Provided data:

☆ ☆ ☆

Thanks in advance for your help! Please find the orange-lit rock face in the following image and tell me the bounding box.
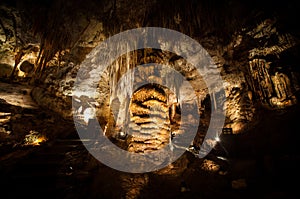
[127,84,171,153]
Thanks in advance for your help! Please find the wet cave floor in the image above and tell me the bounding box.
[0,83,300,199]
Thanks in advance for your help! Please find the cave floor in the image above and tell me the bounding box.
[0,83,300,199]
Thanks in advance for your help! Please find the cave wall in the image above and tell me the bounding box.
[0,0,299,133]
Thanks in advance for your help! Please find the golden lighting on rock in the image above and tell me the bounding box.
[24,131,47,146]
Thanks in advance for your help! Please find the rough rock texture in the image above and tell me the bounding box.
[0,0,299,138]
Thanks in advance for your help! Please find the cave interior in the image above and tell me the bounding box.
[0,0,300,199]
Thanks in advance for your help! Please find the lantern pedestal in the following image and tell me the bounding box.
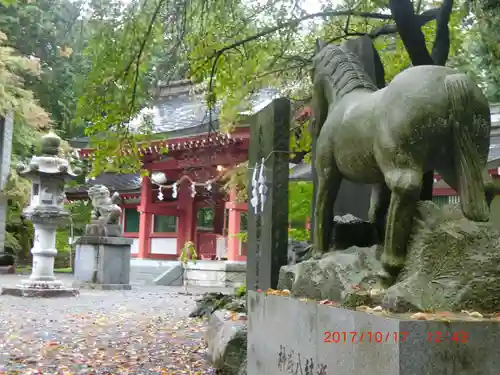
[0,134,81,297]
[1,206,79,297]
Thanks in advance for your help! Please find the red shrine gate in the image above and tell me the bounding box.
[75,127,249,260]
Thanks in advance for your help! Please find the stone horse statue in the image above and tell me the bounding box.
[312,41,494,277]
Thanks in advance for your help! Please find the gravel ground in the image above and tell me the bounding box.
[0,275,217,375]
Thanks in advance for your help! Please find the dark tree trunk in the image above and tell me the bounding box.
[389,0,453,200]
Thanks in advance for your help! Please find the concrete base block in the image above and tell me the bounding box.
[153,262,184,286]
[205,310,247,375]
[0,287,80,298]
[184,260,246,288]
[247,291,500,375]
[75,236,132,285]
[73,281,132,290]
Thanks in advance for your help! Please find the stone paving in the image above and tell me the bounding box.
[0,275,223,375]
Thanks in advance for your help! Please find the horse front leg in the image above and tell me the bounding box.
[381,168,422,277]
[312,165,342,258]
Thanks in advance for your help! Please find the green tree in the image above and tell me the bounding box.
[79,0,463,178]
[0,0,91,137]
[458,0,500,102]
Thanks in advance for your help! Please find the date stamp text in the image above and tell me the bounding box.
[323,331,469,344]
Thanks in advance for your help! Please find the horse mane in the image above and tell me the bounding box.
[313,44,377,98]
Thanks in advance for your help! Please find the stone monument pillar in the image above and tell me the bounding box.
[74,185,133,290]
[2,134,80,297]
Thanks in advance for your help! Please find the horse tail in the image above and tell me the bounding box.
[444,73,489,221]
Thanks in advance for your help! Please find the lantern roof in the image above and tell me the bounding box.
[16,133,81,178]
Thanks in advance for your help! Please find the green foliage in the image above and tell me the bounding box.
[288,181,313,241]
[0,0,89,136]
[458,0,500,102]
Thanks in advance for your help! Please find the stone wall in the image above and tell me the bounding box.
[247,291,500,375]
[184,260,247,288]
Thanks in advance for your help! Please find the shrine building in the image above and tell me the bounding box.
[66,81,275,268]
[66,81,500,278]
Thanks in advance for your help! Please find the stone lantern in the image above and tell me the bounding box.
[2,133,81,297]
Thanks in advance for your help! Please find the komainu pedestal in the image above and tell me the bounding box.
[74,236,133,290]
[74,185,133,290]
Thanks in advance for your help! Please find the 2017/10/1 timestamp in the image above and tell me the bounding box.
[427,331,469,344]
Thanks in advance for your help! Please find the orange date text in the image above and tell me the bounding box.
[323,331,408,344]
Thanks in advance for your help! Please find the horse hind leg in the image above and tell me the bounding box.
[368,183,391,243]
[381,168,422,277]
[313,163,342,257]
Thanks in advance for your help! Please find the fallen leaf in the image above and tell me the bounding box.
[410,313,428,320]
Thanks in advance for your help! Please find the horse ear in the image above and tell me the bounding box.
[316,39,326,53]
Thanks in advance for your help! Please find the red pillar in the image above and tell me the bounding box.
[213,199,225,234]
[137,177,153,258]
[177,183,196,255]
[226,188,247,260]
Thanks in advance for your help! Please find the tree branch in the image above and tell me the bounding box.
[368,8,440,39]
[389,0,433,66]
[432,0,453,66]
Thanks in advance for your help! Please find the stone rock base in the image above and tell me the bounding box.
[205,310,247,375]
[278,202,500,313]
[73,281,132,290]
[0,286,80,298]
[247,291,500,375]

☆ ☆ ☆

Given task: Transcribe every entry above exactly. Omit all pictures.

Response below:
Thanks in advance for your help! Please find the orange-lit rock face in the following image and tell me the bounding box.
[127,84,171,153]
Thanks in advance for your help! Please find the wet cave floor in the image above and tell me the bounding box.
[0,83,300,199]
Thanks in advance for your help! Please find the cave floor in the image above and tell me the bounding box.
[0,83,300,199]
Thanks in advance for your help! Please find the cave wall in the image above and tell me the bounding box.
[0,0,299,133]
Thanks in advance for your help! Please find the golden lighting on rock in the image above and tell me the bounding box.
[24,131,47,146]
Thanks in advance for your help! Please find the rough rock texture in the image above and tell me the bounding box.
[0,0,299,138]
Thanks in advance for your help! Please find the cave interior in the image above and tell me the bounding box.
[0,0,300,199]
Thanks in advance for your help! Please find the lantern pedestal in the following image and tell me the bounding box.
[0,134,81,297]
[1,206,79,297]
Thanks in advance for your help! Please find the red shrine gate in the image above and tell me the bounding box.
[75,127,249,260]
Thanks in advance for your help! Please find the stone horse statue in the image above and tell me the bounding box.
[312,41,494,277]
Thanks in advance for your help! Please find the gravel ground in the image above and tell me the bounding box.
[0,275,217,375]
Thanks in advance for your help! Please find the dark tree trunk in the image above and tell me the bounding box.
[389,0,453,200]
Thanks in advance for your help! Please find the concrete base block in the image above and tell me the bounding box.
[153,262,184,286]
[205,310,247,375]
[0,287,80,298]
[184,260,246,288]
[247,291,500,375]
[75,236,132,285]
[73,281,132,290]
Thanks in advance for your help! Please find the stone paving in the image above and tell me the bounding box.
[0,275,223,375]
Thanks in advance for your help! Please find the horse front leg in the image above and tell me the bounding box.
[381,168,422,277]
[312,165,342,258]
Thanks in advance for your help! Please find the green tree in the image above and tell me the bounding box.
[79,0,463,178]
[0,0,91,137]
[458,0,500,102]
Thanks in advance for your help! Please find the date stamp text in the image above and tell me the bounding box.
[323,331,469,344]
Thanks in advance for your help! Please find the horse mane in the image above and tell me the bounding box.
[313,44,377,98]
Thanks in advance for your help! Please find the stone monument pillar in the image above and tell me the bounding box.
[74,185,133,290]
[2,134,80,297]
Thanks in advance for your help! Please find the horse tail in the image above and tell me the bounding box.
[444,73,489,221]
Thanks in advance for your help! Please find the lantern roof in the image above and tell me the bounding box.
[16,133,81,178]
Thanks in advance for your help! Please find the green foliage in the image above and tell me the bounding box.
[288,181,313,241]
[0,0,89,136]
[458,0,500,102]
Thanks in advance for your help! Please find the stone wall in the image above and tell me the bounding box.
[247,291,500,375]
[184,260,247,288]
Thanks in advance for your help! Please find the shrine building in the image above and tell me the bounding box.
[66,81,275,268]
[66,81,500,278]
Thanks in advance for your help! Please find the stone lantern in the image above and tell me the bounding box.
[2,133,81,297]
Thanks in advance for your help! Please find the komainu pedestal in the image above and tell me the bounding box.
[74,236,133,290]
[74,185,133,290]
Thanks in advance for your help! Please find the 2017/10/1 timestamp in the image above and tell me the bounding box.
[427,331,469,344]
Thanks in advance for your help! Please find the orange date text in the image above and tell me the bounding box.
[323,331,408,344]
Thanks in advance for your help! Please find the horse hind leg in the image above and tell me the bounding box.
[368,183,391,243]
[381,168,422,277]
[313,163,342,257]
Thanks in advance for your help! Please find the fallen leaf in the image above and tell me the bounding box.
[410,313,428,320]
Thanks in advance for your help! Please find the horse ear in the image above and tell me the bounding box.
[316,39,326,53]
Thanks in advance for your help! Please find the red pillar in the image above and tell me the bounding box.
[213,199,225,234]
[137,177,153,258]
[177,183,196,255]
[226,188,247,260]
Thanks in advance for your help! Please find the tree branch in the image above and tell me the bounding box.
[368,8,440,39]
[389,0,433,66]
[432,0,453,66]
Thanks in advance for your help! Please find the stone rock base in the image above and tell me the bounding box.
[205,310,247,375]
[278,202,500,313]
[73,281,132,290]
[0,286,80,298]
[247,291,500,375]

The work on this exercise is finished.